- **TASK DESCRIPTION**: Reproduce every entry below line for line, without the pictures.

Part of a data file
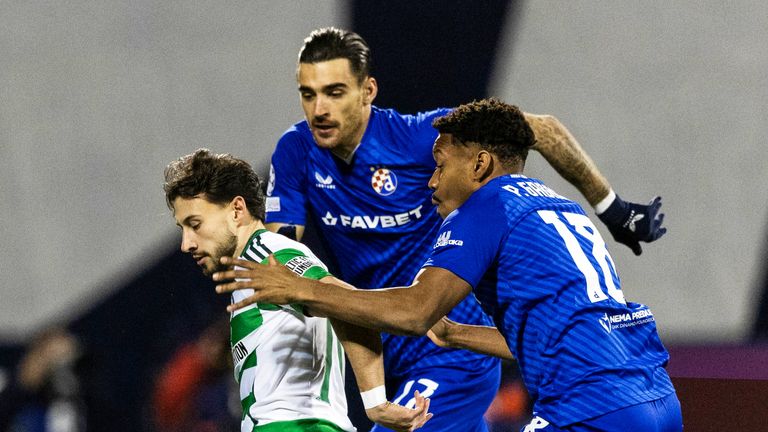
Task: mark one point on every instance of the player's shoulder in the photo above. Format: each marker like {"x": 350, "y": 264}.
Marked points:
{"x": 274, "y": 243}
{"x": 297, "y": 136}
{"x": 422, "y": 118}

- **TASK ANSWER**:
Task: mark one point on every instance of the player's shoulder in the photo above. Format: each marker like {"x": 350, "y": 264}.
Marked points:
{"x": 274, "y": 243}
{"x": 297, "y": 136}
{"x": 422, "y": 118}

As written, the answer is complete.